[Opening Supplied entries section]

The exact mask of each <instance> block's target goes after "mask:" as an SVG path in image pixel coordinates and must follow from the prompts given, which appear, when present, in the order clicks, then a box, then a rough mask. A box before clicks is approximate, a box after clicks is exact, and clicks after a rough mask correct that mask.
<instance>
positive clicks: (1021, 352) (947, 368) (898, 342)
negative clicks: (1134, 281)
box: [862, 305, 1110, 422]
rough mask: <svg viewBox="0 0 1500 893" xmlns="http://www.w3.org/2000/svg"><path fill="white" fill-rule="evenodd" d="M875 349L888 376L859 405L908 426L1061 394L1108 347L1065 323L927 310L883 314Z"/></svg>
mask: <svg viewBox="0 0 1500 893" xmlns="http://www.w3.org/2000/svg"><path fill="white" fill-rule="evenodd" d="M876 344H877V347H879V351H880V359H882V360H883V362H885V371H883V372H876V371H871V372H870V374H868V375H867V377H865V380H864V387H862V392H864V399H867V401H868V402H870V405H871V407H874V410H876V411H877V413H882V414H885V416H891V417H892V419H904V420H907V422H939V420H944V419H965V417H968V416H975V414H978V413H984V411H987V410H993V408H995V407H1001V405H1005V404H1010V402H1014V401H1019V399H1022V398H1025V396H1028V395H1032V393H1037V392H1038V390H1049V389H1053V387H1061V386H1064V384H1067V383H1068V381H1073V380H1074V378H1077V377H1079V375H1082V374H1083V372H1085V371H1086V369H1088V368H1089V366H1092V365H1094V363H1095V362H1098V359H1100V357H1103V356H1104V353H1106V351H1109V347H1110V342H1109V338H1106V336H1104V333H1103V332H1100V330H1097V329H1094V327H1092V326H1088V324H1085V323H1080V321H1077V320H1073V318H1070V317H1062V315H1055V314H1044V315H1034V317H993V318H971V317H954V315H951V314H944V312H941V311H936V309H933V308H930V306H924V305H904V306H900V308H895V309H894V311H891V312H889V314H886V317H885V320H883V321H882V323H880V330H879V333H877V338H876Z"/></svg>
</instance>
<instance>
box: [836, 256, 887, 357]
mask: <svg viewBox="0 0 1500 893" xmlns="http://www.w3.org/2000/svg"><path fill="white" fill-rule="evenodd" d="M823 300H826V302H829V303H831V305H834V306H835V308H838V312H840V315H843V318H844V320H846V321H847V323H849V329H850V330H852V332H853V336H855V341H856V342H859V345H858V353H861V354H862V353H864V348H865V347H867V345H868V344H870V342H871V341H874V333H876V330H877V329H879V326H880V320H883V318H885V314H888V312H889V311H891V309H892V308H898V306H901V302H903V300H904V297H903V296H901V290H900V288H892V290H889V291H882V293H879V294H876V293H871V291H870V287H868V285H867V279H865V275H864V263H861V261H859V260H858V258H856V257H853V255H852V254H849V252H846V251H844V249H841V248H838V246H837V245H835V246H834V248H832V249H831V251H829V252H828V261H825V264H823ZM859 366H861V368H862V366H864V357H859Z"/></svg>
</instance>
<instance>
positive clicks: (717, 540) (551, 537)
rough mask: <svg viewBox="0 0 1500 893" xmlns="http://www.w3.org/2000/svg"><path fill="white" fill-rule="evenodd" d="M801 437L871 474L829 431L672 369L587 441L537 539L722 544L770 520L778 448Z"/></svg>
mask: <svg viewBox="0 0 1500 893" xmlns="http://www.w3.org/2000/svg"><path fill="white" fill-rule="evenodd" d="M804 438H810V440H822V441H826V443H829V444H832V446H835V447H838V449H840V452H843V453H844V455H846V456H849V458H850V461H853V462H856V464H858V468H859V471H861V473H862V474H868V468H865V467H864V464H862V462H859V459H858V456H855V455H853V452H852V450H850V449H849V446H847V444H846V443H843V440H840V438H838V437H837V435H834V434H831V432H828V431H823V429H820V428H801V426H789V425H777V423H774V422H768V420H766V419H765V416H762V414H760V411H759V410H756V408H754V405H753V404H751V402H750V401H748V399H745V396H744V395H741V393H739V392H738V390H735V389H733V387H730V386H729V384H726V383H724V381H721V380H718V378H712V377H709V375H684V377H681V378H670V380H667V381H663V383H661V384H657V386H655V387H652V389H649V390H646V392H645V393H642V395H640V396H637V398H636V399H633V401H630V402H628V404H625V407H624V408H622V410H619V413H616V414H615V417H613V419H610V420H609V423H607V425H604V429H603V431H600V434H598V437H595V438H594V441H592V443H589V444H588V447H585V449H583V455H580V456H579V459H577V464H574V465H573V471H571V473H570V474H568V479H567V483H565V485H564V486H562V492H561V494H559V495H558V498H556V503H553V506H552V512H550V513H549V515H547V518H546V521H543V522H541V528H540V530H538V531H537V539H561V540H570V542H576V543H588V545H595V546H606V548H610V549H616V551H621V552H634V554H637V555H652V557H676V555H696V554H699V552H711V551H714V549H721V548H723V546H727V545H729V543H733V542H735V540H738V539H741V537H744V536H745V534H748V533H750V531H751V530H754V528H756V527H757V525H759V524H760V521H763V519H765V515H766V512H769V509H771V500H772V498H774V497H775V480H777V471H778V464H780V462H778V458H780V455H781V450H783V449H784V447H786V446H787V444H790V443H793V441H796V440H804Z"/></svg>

[Closing Supplied entries section]

Output the complete data exactly as written.

The exact mask of each <instance> block's target goes after "mask:" as an SVG path in image pixel coordinates and must follow from the prompts given, which appear, when present, in the order clicks, then a box, then a rough mask. A box before clicks is approximate, a box after clicks is exact, and clicks after a rough mask correct that mask.
<instance>
positive clicks: (1021, 352) (947, 368) (898, 342)
negative clicks: (1134, 281)
box: [862, 305, 1110, 422]
rough mask: <svg viewBox="0 0 1500 893" xmlns="http://www.w3.org/2000/svg"><path fill="white" fill-rule="evenodd" d="M875 349L888 376L859 405L908 426L1061 394L1108 347L1065 323L927 310L883 314Z"/></svg>
mask: <svg viewBox="0 0 1500 893" xmlns="http://www.w3.org/2000/svg"><path fill="white" fill-rule="evenodd" d="M876 344H877V347H879V351H880V359H882V360H883V362H885V371H883V372H876V371H871V372H870V374H868V375H867V377H865V380H864V387H862V392H864V399H867V401H868V402H870V405H871V407H874V410H876V411H877V413H882V414H885V416H891V417H892V419H904V420H907V422H939V420H944V419H965V417H968V416H975V414H978V413H984V411H987V410H993V408H995V407H1001V405H1005V404H1010V402H1014V401H1019V399H1022V398H1025V396H1028V395H1032V393H1037V392H1038V390H1049V389H1053V387H1061V386H1064V384H1067V383H1068V381H1073V380H1074V378H1077V377H1079V375H1082V374H1083V372H1085V371H1086V369H1088V368H1089V366H1092V365H1094V363H1095V362H1098V359H1100V357H1103V356H1104V353H1106V351H1109V347H1110V342H1109V338H1106V336H1104V333H1103V332H1100V330H1097V329H1094V327H1092V326H1088V324H1085V323H1080V321H1077V320H1073V318H1070V317H1062V315H1055V314H1044V315H1034V317H993V318H971V317H954V315H951V314H944V312H941V311H936V309H933V308H930V306H924V305H904V306H900V308H895V309H894V311H891V312H889V314H886V317H885V320H883V321H882V323H880V330H879V333H877V338H876Z"/></svg>
</instance>
<instance>
box: [836, 256, 887, 357]
mask: <svg viewBox="0 0 1500 893" xmlns="http://www.w3.org/2000/svg"><path fill="white" fill-rule="evenodd" d="M823 300H826V302H829V303H831V305H834V306H835V308H838V312H840V315H843V318H844V320H846V321H847V323H849V329H850V330H852V332H853V336H855V341H856V342H859V345H858V353H861V354H862V353H864V348H865V347H867V345H868V344H870V342H871V341H874V333H876V330H877V329H879V326H880V320H883V318H885V314H888V312H889V311H891V309H892V308H898V306H901V302H903V300H904V297H903V296H901V290H900V288H892V290H889V291H882V293H879V294H876V293H871V291H870V287H868V285H867V279H865V275H864V263H861V261H859V260H858V258H856V257H853V255H852V254H849V252H846V251H844V249H841V248H838V246H837V245H835V246H834V248H832V249H831V251H829V252H828V261H825V264H823ZM859 366H861V368H862V366H864V357H859Z"/></svg>
</instance>
<instance>
positive clicks: (717, 540) (551, 537)
rough mask: <svg viewBox="0 0 1500 893" xmlns="http://www.w3.org/2000/svg"><path fill="white" fill-rule="evenodd" d="M801 437L871 474L829 431L672 369L587 441L537 539L722 544L770 520L778 448Z"/></svg>
mask: <svg viewBox="0 0 1500 893" xmlns="http://www.w3.org/2000/svg"><path fill="white" fill-rule="evenodd" d="M804 438H810V440H822V441H826V443H829V444H832V446H835V447H838V449H840V452H843V453H844V455H846V456H849V458H850V461H853V462H856V464H858V468H859V471H861V473H862V474H868V468H865V467H864V464H862V462H859V459H858V456H855V455H853V452H852V450H850V449H849V446H847V444H846V443H843V440H840V438H838V437H837V435H834V434H831V432H828V431H823V429H820V428H801V426H789V425H777V423H774V422H768V420H766V419H765V416H762V414H760V411H759V410H756V408H754V405H753V404H751V402H750V401H748V399H745V396H744V395H741V393H739V392H738V390H735V389H733V387H730V386H729V384H726V383H724V381H721V380H718V378H712V377H709V375H684V377H681V378H670V380H667V381H663V383H661V384H657V386H655V387H652V389H649V390H646V392H645V393H642V395H640V396H637V398H636V399H633V401H630V402H628V404H625V407H624V408H622V410H619V413H616V414H615V417H613V419H610V420H609V423H607V425H604V429H603V431H600V434H598V437H595V438H594V441H592V443H589V444H588V447H585V449H583V455H580V456H579V459H577V464H574V465H573V471H571V473H570V474H568V479H567V483H565V485H564V486H562V492H561V494H559V495H558V498H556V503H553V506H552V512H550V513H549V515H547V518H546V521H543V522H541V528H540V530H538V531H537V539H561V540H570V542H576V543H588V545H595V546H606V548H610V549H616V551H621V552H634V554H637V555H652V557H676V555H696V554H699V552H711V551H714V549H721V548H723V546H727V545H729V543H733V542H735V540H738V539H741V537H744V536H745V534H748V533H750V531H751V530H754V528H756V527H757V525H759V524H760V521H763V519H765V515H766V512H769V509H771V500H772V498H774V497H775V480H777V471H778V464H780V462H778V458H780V455H781V450H783V449H784V447H786V446H787V444H790V443H793V441H796V440H804Z"/></svg>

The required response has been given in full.